**STATED TASK 1:** In the Tapes 'n Tapes page below, who recorded the album Walk It Off?

**PAGE EXCERPT:**
━━━
Tapes 'n Tapes is an indie rock band from Minneapolis, Minnesota.

History
Formed in the winter of 2003 at Carleton College, the band has released four albums. First came the self-released Tapes 'n Tapes EP in 2004, followed by the full-length release, The Loon, on Ibid Records in 2005. The band signed to XL Recordings and re-released The Loon on July 25, 2006. In October 2007 the band announced finishing recording of their second album, titled Walk It Off. Walk It Off was recorded by producer David Fridmann in his Tarbox Road Studio in Cassadaga, New York. The album was released April 8, 2008. The band's most recent album, Outside, was released on January 11, 2011.

Tapes singer Josh Grier says their first album was recorded "...in the winter time at a cabin in the Wisconsin woods with no running water or toilet paper. It was a lot fun to do it on our own and get a little crazy, but it was also frustrating since we didn't really know entirely what we were doing"

Tapes 'n Tapes gained popularity after a series of write-ups on music blogs, first on EAR FARM then on sites such as Music For Robots and Gorilla vs. Bear, leading some to cite them as the most recognizable examples of a "blog band" . However, it wasn't until The Loon received a favorable review from Pitchfork Media, including a "best new music" commendation, that the band started to find success. Tapes 'n Tapes have been compared to such alternative bands as Pixies and Pavement, or the recent alt-pop phenomenon Clap Your Hands Say Yeah. After release of their self-titled EP, the band played with more well-known acts such as The Futureheads, The Streets, Metric, Calvin Johnson, and I Am the World Trade Center. The band made its American television debut on the Late Show with David Letterman on July 25, 2006, performing the song "Insistor." In 2006 the band did a Take-Away Show video session shot by Vincent Moon. They also performed at the Siren Music Festival in July of that same year. Tapes 'n Tapes performed at the Coachella Valley Music and Arts Festival in April 2007, along with bands such as Rage Against the Machine, Red Hot Chili Peppers, and Björk.
━━━
**RECORDS FOR PROCESSING:**

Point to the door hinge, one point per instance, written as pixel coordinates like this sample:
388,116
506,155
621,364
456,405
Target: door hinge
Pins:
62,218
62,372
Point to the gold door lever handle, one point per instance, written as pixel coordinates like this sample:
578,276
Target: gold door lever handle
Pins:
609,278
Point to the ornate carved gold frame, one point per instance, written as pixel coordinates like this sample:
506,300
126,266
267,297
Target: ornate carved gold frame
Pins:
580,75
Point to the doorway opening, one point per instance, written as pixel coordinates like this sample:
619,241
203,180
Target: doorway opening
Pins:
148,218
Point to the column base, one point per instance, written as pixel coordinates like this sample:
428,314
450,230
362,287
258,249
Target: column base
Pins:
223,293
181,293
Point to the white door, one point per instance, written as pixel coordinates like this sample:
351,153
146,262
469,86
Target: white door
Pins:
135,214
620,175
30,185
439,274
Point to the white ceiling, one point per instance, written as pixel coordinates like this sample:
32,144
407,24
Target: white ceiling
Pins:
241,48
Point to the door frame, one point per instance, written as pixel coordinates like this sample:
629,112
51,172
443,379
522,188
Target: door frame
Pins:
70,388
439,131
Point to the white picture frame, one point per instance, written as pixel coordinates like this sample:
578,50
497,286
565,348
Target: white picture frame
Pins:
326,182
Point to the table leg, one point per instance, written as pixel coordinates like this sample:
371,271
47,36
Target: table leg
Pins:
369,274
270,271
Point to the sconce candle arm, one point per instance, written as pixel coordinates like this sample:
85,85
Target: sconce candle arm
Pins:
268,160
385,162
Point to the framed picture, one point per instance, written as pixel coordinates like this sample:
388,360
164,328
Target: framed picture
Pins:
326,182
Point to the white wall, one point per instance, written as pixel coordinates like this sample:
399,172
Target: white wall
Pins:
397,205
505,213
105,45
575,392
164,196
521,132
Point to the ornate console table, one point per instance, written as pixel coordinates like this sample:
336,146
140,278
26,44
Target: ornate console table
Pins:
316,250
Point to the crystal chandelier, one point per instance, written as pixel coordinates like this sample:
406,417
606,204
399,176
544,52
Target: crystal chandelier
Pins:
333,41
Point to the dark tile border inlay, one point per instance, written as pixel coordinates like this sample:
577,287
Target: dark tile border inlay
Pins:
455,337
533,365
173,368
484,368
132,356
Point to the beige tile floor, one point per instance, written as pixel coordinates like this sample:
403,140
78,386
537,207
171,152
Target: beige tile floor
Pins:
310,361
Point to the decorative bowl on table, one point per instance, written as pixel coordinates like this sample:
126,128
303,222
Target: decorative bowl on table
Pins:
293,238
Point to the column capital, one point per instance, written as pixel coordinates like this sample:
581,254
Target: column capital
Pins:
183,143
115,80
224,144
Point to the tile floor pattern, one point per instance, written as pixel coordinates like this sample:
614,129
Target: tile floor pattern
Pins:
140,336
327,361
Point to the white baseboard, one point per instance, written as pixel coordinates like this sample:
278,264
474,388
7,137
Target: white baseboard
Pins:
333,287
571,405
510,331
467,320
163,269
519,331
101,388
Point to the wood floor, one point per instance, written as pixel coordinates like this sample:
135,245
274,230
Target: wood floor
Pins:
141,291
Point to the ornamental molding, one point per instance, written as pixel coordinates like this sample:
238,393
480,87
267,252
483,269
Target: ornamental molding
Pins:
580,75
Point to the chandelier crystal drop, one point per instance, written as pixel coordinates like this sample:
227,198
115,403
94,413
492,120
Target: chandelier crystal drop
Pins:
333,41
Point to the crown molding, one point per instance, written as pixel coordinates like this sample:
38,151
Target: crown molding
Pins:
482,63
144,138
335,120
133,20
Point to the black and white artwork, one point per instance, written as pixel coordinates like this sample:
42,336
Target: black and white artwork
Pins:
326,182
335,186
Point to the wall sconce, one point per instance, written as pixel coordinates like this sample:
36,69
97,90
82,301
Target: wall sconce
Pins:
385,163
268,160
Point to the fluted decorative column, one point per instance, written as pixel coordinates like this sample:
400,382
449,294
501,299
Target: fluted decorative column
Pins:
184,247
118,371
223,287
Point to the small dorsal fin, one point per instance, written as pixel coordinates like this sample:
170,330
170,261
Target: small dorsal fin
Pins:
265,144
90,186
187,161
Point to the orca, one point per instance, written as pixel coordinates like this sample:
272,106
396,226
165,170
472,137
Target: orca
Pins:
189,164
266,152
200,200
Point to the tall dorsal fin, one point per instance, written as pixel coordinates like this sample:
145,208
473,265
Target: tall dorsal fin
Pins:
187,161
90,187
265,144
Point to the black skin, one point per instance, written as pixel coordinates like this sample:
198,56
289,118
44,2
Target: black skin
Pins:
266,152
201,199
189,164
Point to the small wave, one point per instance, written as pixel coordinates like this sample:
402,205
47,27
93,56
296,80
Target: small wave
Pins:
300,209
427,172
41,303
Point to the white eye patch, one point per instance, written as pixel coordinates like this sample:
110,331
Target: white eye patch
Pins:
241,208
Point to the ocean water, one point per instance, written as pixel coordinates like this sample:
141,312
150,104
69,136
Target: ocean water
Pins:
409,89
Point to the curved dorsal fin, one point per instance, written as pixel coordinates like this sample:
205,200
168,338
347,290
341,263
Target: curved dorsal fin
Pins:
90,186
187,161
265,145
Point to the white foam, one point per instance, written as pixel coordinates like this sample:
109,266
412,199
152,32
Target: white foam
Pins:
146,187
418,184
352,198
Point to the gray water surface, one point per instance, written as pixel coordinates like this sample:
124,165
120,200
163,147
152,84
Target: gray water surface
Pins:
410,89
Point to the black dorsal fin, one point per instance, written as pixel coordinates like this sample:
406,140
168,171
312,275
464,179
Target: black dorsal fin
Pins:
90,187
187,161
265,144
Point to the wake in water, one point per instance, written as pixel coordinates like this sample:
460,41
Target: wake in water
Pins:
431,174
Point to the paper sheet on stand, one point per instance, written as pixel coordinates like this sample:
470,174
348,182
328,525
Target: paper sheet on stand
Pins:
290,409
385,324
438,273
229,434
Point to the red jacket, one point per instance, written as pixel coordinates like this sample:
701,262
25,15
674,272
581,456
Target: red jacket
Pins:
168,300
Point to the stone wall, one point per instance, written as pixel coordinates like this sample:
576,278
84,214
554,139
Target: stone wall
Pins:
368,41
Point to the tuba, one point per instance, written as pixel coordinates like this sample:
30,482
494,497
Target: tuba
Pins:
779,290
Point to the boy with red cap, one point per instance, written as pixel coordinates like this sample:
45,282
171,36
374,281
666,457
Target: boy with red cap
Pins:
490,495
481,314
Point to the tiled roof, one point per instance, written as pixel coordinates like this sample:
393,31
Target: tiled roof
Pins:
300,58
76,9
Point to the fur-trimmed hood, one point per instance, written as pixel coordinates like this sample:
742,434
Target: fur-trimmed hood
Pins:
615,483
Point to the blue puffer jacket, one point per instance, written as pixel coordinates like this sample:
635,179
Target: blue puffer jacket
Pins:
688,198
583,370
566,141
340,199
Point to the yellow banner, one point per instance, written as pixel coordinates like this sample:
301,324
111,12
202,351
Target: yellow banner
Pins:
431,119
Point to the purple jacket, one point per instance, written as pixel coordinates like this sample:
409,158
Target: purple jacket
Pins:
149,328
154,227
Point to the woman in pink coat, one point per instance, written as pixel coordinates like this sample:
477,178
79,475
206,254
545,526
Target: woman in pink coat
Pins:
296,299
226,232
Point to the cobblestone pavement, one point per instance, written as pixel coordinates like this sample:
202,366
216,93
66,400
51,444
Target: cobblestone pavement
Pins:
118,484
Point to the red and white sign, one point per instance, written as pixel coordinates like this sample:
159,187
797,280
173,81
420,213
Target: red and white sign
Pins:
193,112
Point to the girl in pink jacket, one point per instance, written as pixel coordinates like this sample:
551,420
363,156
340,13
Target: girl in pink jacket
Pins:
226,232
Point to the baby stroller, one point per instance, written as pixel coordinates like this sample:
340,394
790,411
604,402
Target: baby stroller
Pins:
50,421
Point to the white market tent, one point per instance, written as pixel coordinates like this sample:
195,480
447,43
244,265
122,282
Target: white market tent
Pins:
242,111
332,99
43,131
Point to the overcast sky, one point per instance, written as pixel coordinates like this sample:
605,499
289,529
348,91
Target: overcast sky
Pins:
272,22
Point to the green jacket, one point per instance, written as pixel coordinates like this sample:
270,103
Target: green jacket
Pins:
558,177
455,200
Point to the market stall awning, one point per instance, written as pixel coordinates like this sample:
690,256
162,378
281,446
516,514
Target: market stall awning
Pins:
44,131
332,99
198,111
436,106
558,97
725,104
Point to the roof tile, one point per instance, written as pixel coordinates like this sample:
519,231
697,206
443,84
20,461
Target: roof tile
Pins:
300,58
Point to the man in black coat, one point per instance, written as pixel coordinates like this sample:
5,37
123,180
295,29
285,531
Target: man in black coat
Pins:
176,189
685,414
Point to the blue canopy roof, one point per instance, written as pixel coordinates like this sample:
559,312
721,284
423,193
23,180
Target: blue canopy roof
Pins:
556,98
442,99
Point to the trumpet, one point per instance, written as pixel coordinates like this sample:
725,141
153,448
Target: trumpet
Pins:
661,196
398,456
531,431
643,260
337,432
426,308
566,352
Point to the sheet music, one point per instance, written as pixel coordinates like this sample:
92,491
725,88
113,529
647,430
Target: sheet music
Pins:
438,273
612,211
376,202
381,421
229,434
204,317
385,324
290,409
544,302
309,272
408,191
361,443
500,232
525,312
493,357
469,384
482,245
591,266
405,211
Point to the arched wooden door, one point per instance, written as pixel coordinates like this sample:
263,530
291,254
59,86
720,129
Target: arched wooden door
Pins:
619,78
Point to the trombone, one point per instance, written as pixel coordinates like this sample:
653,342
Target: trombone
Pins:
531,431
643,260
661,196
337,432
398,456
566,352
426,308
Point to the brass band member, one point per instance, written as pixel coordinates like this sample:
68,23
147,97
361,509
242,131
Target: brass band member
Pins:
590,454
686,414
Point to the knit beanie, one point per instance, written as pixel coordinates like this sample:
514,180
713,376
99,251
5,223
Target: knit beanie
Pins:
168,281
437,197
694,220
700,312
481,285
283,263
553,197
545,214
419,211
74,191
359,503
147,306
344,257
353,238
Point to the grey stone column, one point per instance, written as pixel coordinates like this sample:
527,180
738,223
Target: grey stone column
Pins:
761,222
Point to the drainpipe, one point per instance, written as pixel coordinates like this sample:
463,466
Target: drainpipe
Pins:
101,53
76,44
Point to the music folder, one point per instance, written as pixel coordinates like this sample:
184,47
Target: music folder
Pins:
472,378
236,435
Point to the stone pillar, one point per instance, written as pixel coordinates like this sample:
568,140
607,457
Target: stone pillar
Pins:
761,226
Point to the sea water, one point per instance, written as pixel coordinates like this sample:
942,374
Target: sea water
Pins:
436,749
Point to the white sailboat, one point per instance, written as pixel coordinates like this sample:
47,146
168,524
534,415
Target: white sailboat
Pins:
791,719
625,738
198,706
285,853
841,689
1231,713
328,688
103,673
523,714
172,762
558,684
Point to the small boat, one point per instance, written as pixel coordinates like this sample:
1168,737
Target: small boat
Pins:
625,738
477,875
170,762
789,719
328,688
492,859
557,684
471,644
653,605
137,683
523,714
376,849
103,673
━━━
**STATED TASK 2:** How many lines of the entries above contain the string "cobblestone"? Give only the number.

**COMPLETE OUTPUT 1:** David Fridmann

**COMPLETE OUTPUT 2:** 2